----- Dataset excerpts

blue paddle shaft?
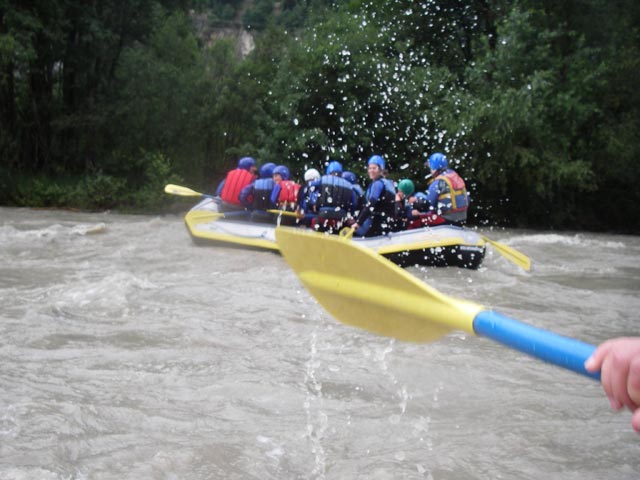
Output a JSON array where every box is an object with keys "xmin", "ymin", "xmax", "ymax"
[{"xmin": 473, "ymin": 310, "xmax": 600, "ymax": 380}]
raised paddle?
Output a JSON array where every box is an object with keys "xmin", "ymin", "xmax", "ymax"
[
  {"xmin": 164, "ymin": 184, "xmax": 212, "ymax": 197},
  {"xmin": 274, "ymin": 227, "xmax": 598, "ymax": 380}
]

----------

▶ _Instructions to follow_:
The records above must be copied exactly, with no pictures carried over.

▶ _Task result_:
blue paddle shaft?
Output a JSON array where every box is an object with keys "xmin", "ymin", "xmax", "ymax"
[{"xmin": 473, "ymin": 310, "xmax": 600, "ymax": 380}]
raised paddle?
Output a JSON array where every box is an object with keys "xmin", "ymin", "xmax", "ymax"
[
  {"xmin": 164, "ymin": 184, "xmax": 212, "ymax": 197},
  {"xmin": 274, "ymin": 227, "xmax": 598, "ymax": 380}
]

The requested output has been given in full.